INSTRUCTION ▸ Change "region" to "extent" in the records, starting at the line containing "Target: necktie" and ending at the end of the records, and leave everything else as it is.
========================================================================
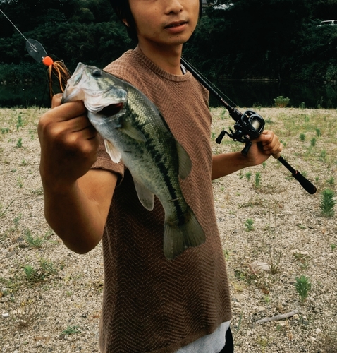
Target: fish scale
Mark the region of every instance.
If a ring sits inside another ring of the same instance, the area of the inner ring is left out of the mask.
[[[203,244],[204,232],[179,183],[179,177],[188,176],[191,160],[154,104],[127,82],[82,63],[68,80],[62,102],[78,100],[83,100],[89,120],[104,138],[111,160],[121,159],[130,170],[143,206],[152,210],[154,195],[161,203],[166,258]]]

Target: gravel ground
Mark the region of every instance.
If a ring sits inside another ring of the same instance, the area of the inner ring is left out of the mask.
[[[336,191],[336,112],[255,109],[318,191],[307,193],[273,158],[214,182],[235,352],[336,353],[336,217],[323,215],[321,203],[324,190]],[[73,253],[44,220],[36,132],[42,112],[0,109],[0,352],[97,352],[101,245]],[[222,109],[212,112],[214,153],[240,150],[228,137],[214,142],[233,122]],[[295,285],[301,276],[311,285],[303,301]]]

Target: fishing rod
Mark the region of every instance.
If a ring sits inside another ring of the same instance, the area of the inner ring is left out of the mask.
[[[231,128],[229,129],[231,133],[223,130],[218,138],[216,139],[216,143],[220,144],[222,139],[227,134],[234,141],[238,141],[245,143],[245,148],[241,151],[241,152],[246,155],[252,145],[252,142],[250,140],[255,140],[257,138],[264,128],[264,119],[255,112],[252,110],[247,110],[243,114],[241,113],[236,108],[231,107],[221,95],[214,88],[214,85],[212,85],[204,76],[199,73],[195,68],[194,68],[186,59],[181,57],[181,64],[188,70],[193,76],[199,81],[202,85],[205,87],[213,96],[216,98],[220,103],[225,107],[225,108],[228,111],[229,115],[235,120],[235,124],[234,125],[234,130],[233,131]],[[279,154],[272,155],[273,157],[278,160],[282,164],[286,167],[286,168],[290,172],[292,176],[300,184],[300,185],[304,188],[304,189],[310,194],[314,194],[317,191],[316,186],[312,184],[307,178],[303,176],[298,170],[295,170],[293,167],[291,167],[288,162]]]

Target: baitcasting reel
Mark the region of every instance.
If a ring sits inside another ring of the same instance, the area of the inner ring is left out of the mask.
[[[229,114],[235,121],[234,125],[235,131],[230,128],[231,133],[229,133],[223,130],[216,138],[216,142],[220,144],[225,135],[227,134],[234,141],[245,143],[241,153],[246,155],[252,145],[250,140],[257,138],[262,133],[264,128],[264,120],[261,115],[252,110],[247,110],[241,114],[238,109],[233,109],[233,111],[229,110]]]

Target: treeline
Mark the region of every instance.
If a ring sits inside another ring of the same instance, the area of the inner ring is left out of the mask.
[[[135,47],[108,0],[0,0],[25,38],[71,71],[104,67]],[[205,6],[184,56],[210,78],[337,80],[337,0],[219,0]],[[0,13],[0,81],[37,80],[46,68]]]

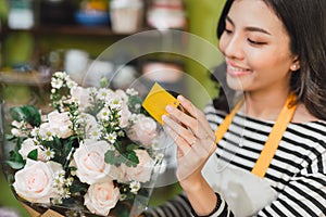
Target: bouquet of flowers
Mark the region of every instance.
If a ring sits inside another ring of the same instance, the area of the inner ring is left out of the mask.
[[[64,216],[136,216],[146,207],[162,169],[164,132],[137,91],[106,86],[102,79],[99,88],[84,88],[57,72],[53,111],[10,108],[5,145],[13,146],[5,163],[24,204]]]

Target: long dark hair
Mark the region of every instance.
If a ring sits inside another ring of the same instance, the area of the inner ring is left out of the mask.
[[[326,0],[262,0],[283,22],[290,50],[299,56],[290,88],[311,114],[326,119]],[[234,0],[227,0],[217,25],[217,38]]]

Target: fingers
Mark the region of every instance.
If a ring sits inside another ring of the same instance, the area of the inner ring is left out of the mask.
[[[183,127],[180,124],[166,115],[164,115],[162,119],[165,123],[165,129],[177,144],[189,148],[196,142],[197,138],[192,135],[192,132]],[[181,148],[181,150],[184,149]]]
[[[166,111],[172,116],[172,118],[184,124],[186,128],[190,129],[197,138],[209,138],[213,140],[215,138],[215,135],[212,132],[211,126],[208,123],[205,115],[183,95],[178,95],[177,99],[186,112],[167,105]]]

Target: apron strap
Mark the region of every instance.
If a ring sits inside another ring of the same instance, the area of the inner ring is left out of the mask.
[[[290,93],[287,98],[285,105],[283,106],[273,128],[272,131],[265,142],[265,145],[259,156],[258,161],[255,162],[254,167],[252,168],[251,173],[263,178],[266,174],[266,170],[275,155],[275,152],[278,148],[278,144],[283,138],[284,132],[287,129],[288,124],[291,122],[297,105],[293,104],[296,100],[296,95]],[[237,111],[240,108],[242,101],[240,101],[235,108],[227,115],[224,122],[218,126],[215,131],[215,143],[224,137],[224,133],[227,131],[229,125],[233,122],[234,116],[236,115]]]

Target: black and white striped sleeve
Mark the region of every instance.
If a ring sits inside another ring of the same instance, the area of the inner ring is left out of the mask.
[[[206,217],[234,217],[234,214],[229,210],[225,200],[217,193],[216,195],[218,197],[216,207]],[[178,194],[158,207],[149,208],[143,215],[146,217],[201,217],[191,208],[191,205],[184,193]]]
[[[292,177],[277,199],[260,210],[258,216],[326,216],[325,168],[326,158],[311,162],[311,167]]]

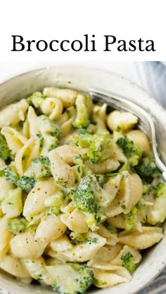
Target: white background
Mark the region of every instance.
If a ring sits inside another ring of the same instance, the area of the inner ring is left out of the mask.
[[[6,0],[1,1],[0,59],[22,61],[165,60],[165,0]],[[11,52],[11,35],[25,40],[84,41],[96,36],[97,52]],[[153,39],[155,52],[103,52],[103,35]]]
[[[0,81],[46,66],[76,64],[118,73],[136,83],[133,60],[165,60],[165,0],[6,0],[0,6]],[[11,52],[11,35],[24,40],[84,40],[94,34],[97,52]],[[104,52],[103,35],[153,39],[155,52]]]

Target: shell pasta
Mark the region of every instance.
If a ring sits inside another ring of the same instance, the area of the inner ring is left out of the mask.
[[[138,121],[57,88],[0,111],[1,270],[64,294],[129,282],[166,217]]]

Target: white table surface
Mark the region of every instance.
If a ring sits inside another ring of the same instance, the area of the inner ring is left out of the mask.
[[[0,81],[4,81],[16,74],[25,72],[31,69],[56,66],[59,65],[75,65],[84,67],[93,67],[101,68],[110,72],[114,72],[124,77],[139,83],[134,73],[134,62],[0,62]]]

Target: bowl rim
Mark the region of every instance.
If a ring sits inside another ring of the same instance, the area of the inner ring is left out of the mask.
[[[94,66],[91,66],[91,67],[87,67],[87,66],[84,66],[84,65],[73,65],[72,63],[71,62],[71,64],[68,64],[67,65],[65,65],[63,63],[60,63],[58,64],[57,66],[56,65],[53,65],[53,66],[46,66],[46,67],[39,67],[35,69],[28,69],[26,70],[25,72],[21,72],[20,73],[17,73],[16,74],[13,74],[13,75],[12,74],[11,76],[6,76],[4,78],[4,79],[3,79],[2,80],[0,80],[0,86],[5,85],[6,83],[11,82],[11,81],[14,80],[15,79],[18,79],[20,78],[20,76],[25,76],[26,74],[29,74],[31,72],[34,73],[37,72],[39,71],[45,71],[45,70],[48,70],[48,69],[57,69],[57,68],[75,68],[75,69],[80,69],[80,68],[84,68],[84,69],[92,69],[92,70],[95,70],[97,71],[98,72],[105,72],[107,73],[108,74],[110,74],[111,76],[117,76],[117,78],[119,78],[120,79],[124,80],[126,81],[127,81],[128,83],[129,83],[131,84],[132,86],[134,86],[134,88],[137,88],[137,89],[140,89],[143,92],[144,92],[144,93],[146,93],[146,95],[148,96],[149,98],[151,98],[151,100],[153,100],[153,102],[155,102],[155,104],[158,105],[158,106],[161,109],[161,110],[166,112],[166,109],[164,108],[164,107],[149,93],[146,90],[145,90],[142,86],[138,85],[136,82],[130,80],[128,78],[126,78],[124,76],[123,76],[122,75],[121,75],[120,74],[110,71],[109,69],[103,69],[103,68],[100,68],[98,67],[94,67]]]
[[[124,77],[123,76],[122,76],[120,74],[113,72],[112,71],[110,71],[109,69],[103,69],[103,68],[100,68],[100,67],[94,67],[94,66],[90,66],[90,67],[87,67],[87,66],[82,66],[80,65],[74,65],[72,64],[68,64],[67,65],[65,65],[65,64],[62,63],[62,64],[58,64],[57,65],[53,65],[53,66],[46,66],[46,67],[39,67],[35,69],[30,69],[30,70],[25,70],[25,72],[22,72],[20,73],[17,73],[16,74],[13,74],[11,75],[11,76],[6,76],[4,78],[4,79],[0,80],[0,87],[1,87],[3,85],[6,85],[8,83],[10,83],[12,81],[15,80],[16,79],[19,79],[20,76],[26,76],[27,74],[31,74],[32,72],[33,72],[34,74],[35,74],[35,72],[39,72],[40,71],[43,72],[43,71],[46,71],[46,70],[49,70],[49,69],[58,69],[58,68],[63,69],[63,68],[75,68],[75,69],[81,69],[81,68],[84,68],[84,69],[87,69],[87,70],[95,70],[97,71],[98,73],[107,73],[109,75],[112,76],[116,76],[117,78],[118,78],[119,79],[122,79],[124,81],[127,81],[128,83],[130,84],[130,86],[132,87],[134,87],[136,89],[139,89],[141,90],[142,92],[144,93],[144,94],[147,95],[147,98],[151,99],[151,100],[153,100],[153,102],[155,103],[155,105],[158,105],[158,108],[160,109],[161,111],[165,112],[166,114],[166,109],[163,107],[163,106],[162,105],[160,104],[160,102],[155,100],[154,98],[154,97],[149,93],[148,92],[147,92],[145,89],[143,89],[143,88],[142,88],[141,86],[137,85],[134,81],[131,81],[129,79],[127,79],[126,77]],[[145,287],[146,287],[148,285],[149,285],[152,281],[153,281],[159,274],[166,267],[166,264],[160,264],[160,269],[158,268],[158,272],[156,273],[156,274],[151,279],[151,280],[149,280],[146,283],[145,283],[143,286],[141,286],[140,288],[139,288],[136,290],[136,292],[133,292],[132,294],[136,293],[138,293],[138,291],[140,291],[141,290],[143,289]],[[0,274],[0,279],[1,279],[1,274]],[[6,288],[6,286],[4,287],[3,286],[3,289],[4,290],[7,290],[8,291],[8,289],[7,288]],[[1,290],[3,290],[2,288],[1,288]],[[109,289],[109,288],[108,288]],[[104,290],[104,288],[103,289]]]

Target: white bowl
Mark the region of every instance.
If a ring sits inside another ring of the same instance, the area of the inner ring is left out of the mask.
[[[0,106],[27,97],[46,86],[71,88],[88,91],[98,88],[123,96],[140,105],[150,113],[155,123],[158,149],[166,163],[166,112],[152,97],[134,83],[115,74],[92,68],[79,67],[50,67],[33,70],[15,76],[0,85]],[[147,250],[132,281],[111,288],[98,289],[98,294],[133,294],[154,279],[166,265],[166,236]],[[25,285],[11,276],[1,272],[1,293],[27,294],[53,293],[51,288]],[[93,291],[92,291],[93,293]]]

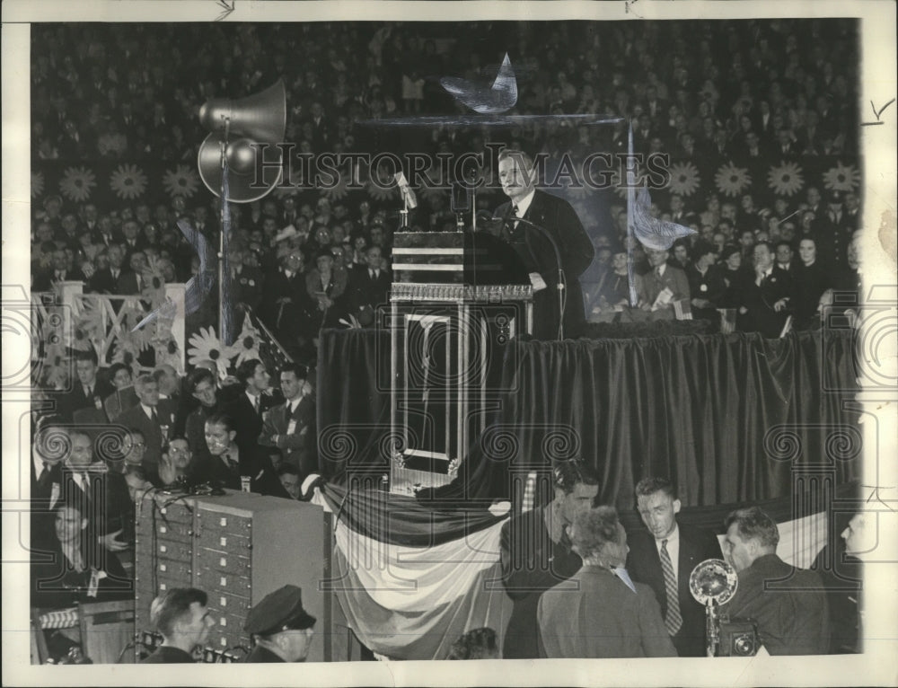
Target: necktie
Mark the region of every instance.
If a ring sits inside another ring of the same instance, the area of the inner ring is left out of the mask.
[[[43,464],[43,468],[40,470],[40,475],[38,476],[38,484],[42,488],[46,488],[50,481],[50,464],[46,461],[40,463]]]
[[[674,564],[671,555],[667,553],[667,541],[661,541],[661,570],[665,575],[665,592],[667,595],[667,613],[665,614],[665,625],[667,632],[676,635],[682,626],[682,616],[680,614],[680,597],[676,590],[676,576],[674,575]]]

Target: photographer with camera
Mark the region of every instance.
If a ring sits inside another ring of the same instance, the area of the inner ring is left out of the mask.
========================================================================
RIGHT ANSWER ▸
Target: necktie
Mark the extent of every instance.
If a ring sits inside another ring of the same instance, the area of the inner ring is left out of the mask.
[[[43,464],[43,468],[40,470],[40,475],[38,476],[38,484],[42,488],[46,488],[50,481],[50,464],[46,461],[40,463]]]
[[[674,564],[671,555],[667,553],[667,541],[661,541],[661,570],[665,575],[665,592],[667,595],[667,613],[665,614],[665,625],[667,632],[676,635],[682,626],[682,616],[680,614],[680,597],[676,590],[676,576],[674,575]]]

Target: photographer with camera
Mark the extent of every instance.
If a ring sits inside another ring of the same instance, the area of the inner ring is left out of the mask.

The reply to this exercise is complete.